*Given passage*

────────────────

DataFrame¶
The DataFrame class is the central user-facing abstraction in Nirvana. It combines the familiarity of pandas DataFrames with powerful semantic operations and lineage tracking.
Overview¶
A Nirvana DataFrame wraps a pandas DataFrame and provides a fluent API for lazy semantic operations. It inherits from LineageMixin to automatically track operations and build a lineage graph.
Key Features¶
1. Hybrid Data Support¶
Nirvana DataFrames handle standard tabular data as well as unstructured data like text, images, and audio.
2. Semantic Operations¶
Unlike standard pandas operations which execute immediately, Nirvana's semantic operations are lazy and declarative. They describe what to do, not how to do it. The actual execution happens only when optimize_and_execute() is called (or implicitly triggered).
semantic_map(): Transform data using LLMs (e.g., sentiment analysis, extraction).semantic_filter(): Filter rows based on natural language criteria.semantic_join(): Join two DataFrames fuzzy or semantically.semantic_rank(): Rank rows based on relevance or quality.semantic_reduce(): Aggregate data (e.g., summarization).

────────────────

*Dataset content*
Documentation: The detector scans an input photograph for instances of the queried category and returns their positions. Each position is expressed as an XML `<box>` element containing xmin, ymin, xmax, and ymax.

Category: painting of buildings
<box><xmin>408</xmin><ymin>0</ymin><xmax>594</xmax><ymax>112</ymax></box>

────────────────

*What to work on*
Answer from the passage on the Nirvana DataFrame, one line per question:
(a) Which class does a Nirvana DataFrame inherit from to track operations automatically?
(b) Which kinds of unstructured data does it handle?
(c) When does the actual execution of semantic operations happen?

*Response area*
(a) LineageMixin.
(b) Text, images, and audio.
(c) Only when optimize_and_execute() is called, or when it is implicitly triggered.